[Stored records]

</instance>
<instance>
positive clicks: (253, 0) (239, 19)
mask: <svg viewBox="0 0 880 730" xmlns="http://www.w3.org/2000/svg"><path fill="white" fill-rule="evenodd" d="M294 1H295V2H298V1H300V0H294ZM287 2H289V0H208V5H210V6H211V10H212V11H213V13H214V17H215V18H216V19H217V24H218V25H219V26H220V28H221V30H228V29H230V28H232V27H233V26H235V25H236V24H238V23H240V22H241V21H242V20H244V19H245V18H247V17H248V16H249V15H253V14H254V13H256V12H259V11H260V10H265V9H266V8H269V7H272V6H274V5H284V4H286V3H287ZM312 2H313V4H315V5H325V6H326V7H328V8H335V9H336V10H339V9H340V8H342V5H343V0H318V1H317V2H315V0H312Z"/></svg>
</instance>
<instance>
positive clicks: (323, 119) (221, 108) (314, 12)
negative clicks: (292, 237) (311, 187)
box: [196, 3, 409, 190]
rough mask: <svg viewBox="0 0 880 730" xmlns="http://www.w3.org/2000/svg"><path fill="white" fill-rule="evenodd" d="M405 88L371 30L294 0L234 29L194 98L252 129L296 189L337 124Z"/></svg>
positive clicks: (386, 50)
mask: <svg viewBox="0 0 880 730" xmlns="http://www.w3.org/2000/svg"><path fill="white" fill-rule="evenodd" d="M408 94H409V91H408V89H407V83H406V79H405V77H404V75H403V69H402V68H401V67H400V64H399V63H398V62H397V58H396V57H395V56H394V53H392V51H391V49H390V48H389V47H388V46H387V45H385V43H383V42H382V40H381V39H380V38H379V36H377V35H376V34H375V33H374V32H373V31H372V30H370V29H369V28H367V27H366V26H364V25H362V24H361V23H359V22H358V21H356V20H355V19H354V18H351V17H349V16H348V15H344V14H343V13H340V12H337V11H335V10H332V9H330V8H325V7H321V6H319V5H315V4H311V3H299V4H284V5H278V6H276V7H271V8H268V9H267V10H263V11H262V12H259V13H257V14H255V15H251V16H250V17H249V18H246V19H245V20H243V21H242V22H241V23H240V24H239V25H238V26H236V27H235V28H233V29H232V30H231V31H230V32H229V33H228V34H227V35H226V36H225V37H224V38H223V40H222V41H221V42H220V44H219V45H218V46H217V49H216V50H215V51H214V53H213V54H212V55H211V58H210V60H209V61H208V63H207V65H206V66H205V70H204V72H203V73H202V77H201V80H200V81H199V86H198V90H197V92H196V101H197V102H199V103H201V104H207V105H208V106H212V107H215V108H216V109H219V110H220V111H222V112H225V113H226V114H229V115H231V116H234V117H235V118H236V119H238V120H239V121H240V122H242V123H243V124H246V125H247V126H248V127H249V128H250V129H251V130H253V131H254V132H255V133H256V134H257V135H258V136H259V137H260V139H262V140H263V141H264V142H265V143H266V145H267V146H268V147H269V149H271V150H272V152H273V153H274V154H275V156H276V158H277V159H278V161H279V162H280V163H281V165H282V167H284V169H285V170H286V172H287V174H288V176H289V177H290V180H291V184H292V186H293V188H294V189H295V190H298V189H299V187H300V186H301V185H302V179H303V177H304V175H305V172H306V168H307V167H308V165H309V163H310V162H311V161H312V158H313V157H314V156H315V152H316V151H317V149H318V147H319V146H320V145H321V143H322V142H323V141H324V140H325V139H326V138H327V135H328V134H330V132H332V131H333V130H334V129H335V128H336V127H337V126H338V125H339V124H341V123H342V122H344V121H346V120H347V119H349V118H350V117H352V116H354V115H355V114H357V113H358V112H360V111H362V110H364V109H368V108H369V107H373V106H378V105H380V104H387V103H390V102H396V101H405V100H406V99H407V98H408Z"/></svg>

**EXERCISE**
Write out the data above once more, exactly as it stands.

**OUTPUT**
</instance>
<instance>
positive clicks: (253, 0) (239, 19)
mask: <svg viewBox="0 0 880 730" xmlns="http://www.w3.org/2000/svg"><path fill="white" fill-rule="evenodd" d="M294 1H295V2H298V1H300V0H294ZM287 2H289V0H208V5H210V6H211V10H212V11H213V13H214V17H215V18H216V19H217V24H218V25H219V26H220V28H221V30H228V29H230V28H232V27H233V26H235V25H236V24H238V23H240V22H241V21H242V20H244V19H245V18H247V17H248V16H249V15H253V14H254V13H256V12H259V11H260V10H265V9H266V8H269V7H272V6H274V5H284V4H286V3H287ZM312 2H313V4H315V5H325V6H326V7H328V8H335V9H336V10H339V9H340V8H342V5H343V0H318V1H317V2H315V0H312Z"/></svg>
</instance>
<instance>
positive clicks: (323, 119) (221, 108) (314, 12)
negative clicks: (292, 237) (311, 187)
box: [196, 3, 409, 190]
rough mask: <svg viewBox="0 0 880 730" xmlns="http://www.w3.org/2000/svg"><path fill="white" fill-rule="evenodd" d="M405 88L371 30L294 0L234 29L194 98L252 129L296 189L337 124Z"/></svg>
positive clicks: (386, 50)
mask: <svg viewBox="0 0 880 730" xmlns="http://www.w3.org/2000/svg"><path fill="white" fill-rule="evenodd" d="M408 94H409V91H408V89H407V83H406V79H405V77H404V75H403V69H402V68H401V67H400V64H399V63H398V62H397V58H396V57H395V56H394V53H392V51H391V49H390V48H389V47H388V46H387V45H385V43H383V42H382V40H381V39H380V38H379V36H377V35H376V34H375V33H374V32H373V31H372V30H370V29H369V28H367V27H366V26H364V25H362V24H361V23H359V22H358V21H356V20H355V19H354V18H351V17H349V16H348V15H344V14H343V13H340V12H337V11H335V10H332V9H330V8H325V7H321V6H319V5H315V4H311V3H299V4H284V5H278V6H276V7H271V8H268V9H267V10H263V11H262V12H259V13H257V14H255V15H251V16H250V17H249V18H246V19H245V20H243V21H242V22H241V23H240V24H239V25H238V26H236V27H235V28H233V29H232V30H231V31H230V32H229V33H228V34H227V35H226V36H225V37H224V38H223V40H222V41H221V42H220V44H219V45H218V46H217V49H216V50H215V51H214V53H213V54H212V55H211V58H210V60H209V61H208V63H207V65H206V66H205V70H204V72H203V73H202V77H201V80H200V81H199V86H198V90H197V92H196V101H197V102H199V103H201V104H207V105H208V106H212V107H215V108H216V109H219V110H220V111H222V112H225V113H226V114H229V115H231V116H234V117H235V118H236V119H238V120H239V121H240V122H242V123H243V124H246V125H247V126H248V127H249V128H250V129H251V130H253V131H254V132H255V133H256V134H257V135H258V136H259V137H260V139H262V140H263V141H264V142H265V143H266V145H267V146H268V147H269V149H271V150H272V152H273V153H274V154H275V156H276V158H277V159H278V161H279V162H280V163H281V165H282V167H284V169H285V170H286V172H287V174H288V176H289V177H290V180H291V184H292V186H293V188H294V189H295V190H298V189H299V187H300V186H301V185H302V179H303V177H304V175H305V172H306V168H307V167H308V165H309V163H310V162H311V161H312V158H313V157H314V156H315V152H316V151H317V149H318V147H319V146H320V145H321V143H322V142H323V141H324V140H325V139H326V138H327V135H328V134H330V132H332V131H333V130H334V129H335V128H336V127H337V126H338V125H339V124H341V123H342V122H344V121H346V120H347V119H349V118H350V117H352V116H354V115H355V114H357V113H358V112H360V111H362V110H364V109H368V108H369V107H373V106H378V105H380V104H387V103H390V102H396V101H405V100H406V99H407V98H408Z"/></svg>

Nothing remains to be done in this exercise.